#### Records

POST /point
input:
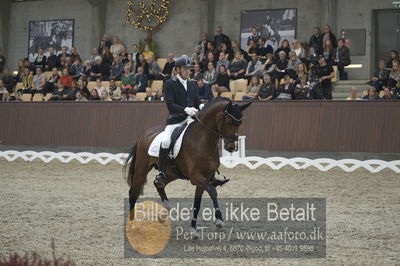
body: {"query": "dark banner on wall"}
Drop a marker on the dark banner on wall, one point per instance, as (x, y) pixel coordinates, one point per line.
(275, 25)
(50, 33)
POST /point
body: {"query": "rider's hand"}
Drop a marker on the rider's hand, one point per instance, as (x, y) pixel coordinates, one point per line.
(191, 111)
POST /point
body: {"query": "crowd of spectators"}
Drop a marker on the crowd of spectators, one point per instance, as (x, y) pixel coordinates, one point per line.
(294, 71)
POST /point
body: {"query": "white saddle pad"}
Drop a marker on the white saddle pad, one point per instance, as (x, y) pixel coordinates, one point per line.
(154, 149)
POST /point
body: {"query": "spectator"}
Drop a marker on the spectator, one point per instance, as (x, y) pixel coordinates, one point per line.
(353, 96)
(394, 75)
(371, 95)
(387, 94)
(222, 83)
(87, 69)
(117, 69)
(196, 74)
(124, 96)
(328, 51)
(66, 78)
(222, 61)
(328, 35)
(169, 66)
(285, 90)
(127, 79)
(253, 67)
(254, 36)
(141, 80)
(107, 59)
(267, 89)
(39, 81)
(114, 90)
(132, 96)
(135, 53)
(147, 52)
(51, 84)
(94, 95)
(221, 38)
(99, 70)
(105, 97)
(203, 43)
(380, 77)
(64, 52)
(285, 47)
(394, 57)
(80, 97)
(253, 89)
(40, 60)
(71, 94)
(316, 41)
(263, 49)
(2, 60)
(154, 69)
(205, 92)
(210, 76)
(60, 93)
(82, 87)
(159, 96)
(99, 87)
(27, 80)
(238, 66)
(325, 74)
(95, 53)
(53, 60)
(74, 55)
(149, 95)
(116, 47)
(341, 58)
(8, 79)
(76, 69)
(302, 90)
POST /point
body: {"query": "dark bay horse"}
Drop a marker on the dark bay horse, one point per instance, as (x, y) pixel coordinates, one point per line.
(198, 159)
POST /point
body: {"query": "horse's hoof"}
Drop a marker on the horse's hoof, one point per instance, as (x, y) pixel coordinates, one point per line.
(193, 232)
(219, 223)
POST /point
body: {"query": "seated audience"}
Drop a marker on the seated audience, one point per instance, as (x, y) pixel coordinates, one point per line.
(117, 69)
(353, 96)
(80, 97)
(267, 89)
(253, 89)
(114, 90)
(222, 82)
(285, 90)
(141, 81)
(205, 92)
(341, 58)
(238, 66)
(372, 95)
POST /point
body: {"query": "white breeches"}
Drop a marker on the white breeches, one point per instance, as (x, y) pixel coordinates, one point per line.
(166, 141)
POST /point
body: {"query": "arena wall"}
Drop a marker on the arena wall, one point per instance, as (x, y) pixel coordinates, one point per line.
(276, 126)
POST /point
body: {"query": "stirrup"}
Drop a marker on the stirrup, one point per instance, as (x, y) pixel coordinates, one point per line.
(159, 182)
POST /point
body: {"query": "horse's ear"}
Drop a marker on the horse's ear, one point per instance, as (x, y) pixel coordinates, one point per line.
(244, 106)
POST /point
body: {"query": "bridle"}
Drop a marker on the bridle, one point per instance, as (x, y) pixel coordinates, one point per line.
(220, 132)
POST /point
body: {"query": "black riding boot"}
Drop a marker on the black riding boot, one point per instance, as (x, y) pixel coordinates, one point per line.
(162, 162)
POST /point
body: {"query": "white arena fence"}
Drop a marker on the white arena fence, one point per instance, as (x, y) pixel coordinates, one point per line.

########

# Work instruction
Output the whole of the data, unchanged; keep the pictures out.

# The completed task
POST /point
input:
body: {"query": "dark banner on wall"}
Drop a marker on the dark banner on wall, one point per instance, as (x, y) pixel coordinates, one point per line.
(275, 25)
(50, 33)
POST /point
body: {"query": "rider's hand"}
Drop a marker on the rider's hand, one point per instance, as (x, y) pixel coordinates, one point per line.
(191, 111)
POST /point
body: {"query": "crowd of spectators"}
Drop a marker on the crowd of spectators, one point per instance, as (x, y) pixel coordinates, one point per line.
(294, 71)
POST /point
body: {"query": "white saddle pad"}
Drop a marker on the white saddle pad, one point per instance, as (x, y) pixel coordinates, one point per line.
(154, 149)
POST /point
body: {"query": "spectator"}
Drop a marker on the spectator, one point per instance, as (x, y) pixel coordinates, one point per line.
(353, 96)
(394, 75)
(371, 95)
(387, 94)
(222, 83)
(87, 69)
(117, 69)
(196, 74)
(124, 96)
(328, 51)
(66, 78)
(222, 61)
(328, 35)
(169, 66)
(285, 90)
(127, 79)
(253, 67)
(254, 36)
(141, 80)
(107, 59)
(267, 89)
(39, 81)
(114, 90)
(132, 96)
(135, 53)
(147, 52)
(51, 84)
(94, 95)
(221, 38)
(99, 70)
(105, 97)
(203, 43)
(380, 77)
(64, 52)
(285, 47)
(394, 57)
(80, 97)
(253, 89)
(40, 60)
(71, 94)
(316, 41)
(263, 49)
(2, 60)
(154, 69)
(205, 92)
(210, 76)
(60, 93)
(82, 87)
(159, 96)
(99, 87)
(27, 80)
(238, 66)
(325, 74)
(95, 53)
(53, 60)
(74, 55)
(149, 95)
(116, 47)
(341, 58)
(8, 79)
(76, 69)
(302, 90)
POST /point
body: {"query": "dark bay horse"}
Drop a marker on the dark bay horse, one point per instance, as (x, y) pixel coordinates, one point per line.
(198, 159)
POST /point
body: {"query": "horse's hoof"}
Drop a marker on the horse's hoof, one point per instance, as (x, y) pixel coordinates, one point per line.
(193, 232)
(219, 223)
POST /point
body: {"query": "seated audience"}
Drop a marker on the seated audience, one point per instance, as (x, y) pixel coordinates, one point per line.
(117, 69)
(353, 96)
(80, 97)
(267, 89)
(253, 89)
(114, 90)
(222, 82)
(285, 90)
(141, 81)
(205, 92)
(341, 58)
(238, 66)
(372, 95)
POST /point
body: {"query": "white breeches"}
Drop a marker on the white breeches, one point per instance, as (x, y) pixel coordinates, one point per line.
(166, 141)
POST /point
body: {"query": "arena wall"}
Drop a marker on the arena wall, one point per instance, as (x, y) pixel coordinates, one point per line.
(276, 126)
POST /point
body: {"query": "stirrup"}
Drop a marker on the stirrup, one point per instance, as (x, y) pixel coordinates, one point per line.
(159, 182)
POST /point
body: {"query": "horse's ear"}
Drop a marker on the horse's ear, one point per instance, as (x, y) pixel coordinates, one point per line.
(244, 106)
POST /point
body: {"query": "bridle"}
Drop a marker on the bridle, one point per instance, as (x, y) pixel coordinates, one point per line.
(220, 132)
POST /point
body: {"query": "black riding boot"}
Drop a marker on the black riding boot, one point per instance, as (x, y) pixel coordinates, one point per line.
(162, 162)
POST /point
body: {"query": "white arena fence"}
Drop a marker on the white arena fence, one point per instance, as (x, y) pixel coordinates, one point per line.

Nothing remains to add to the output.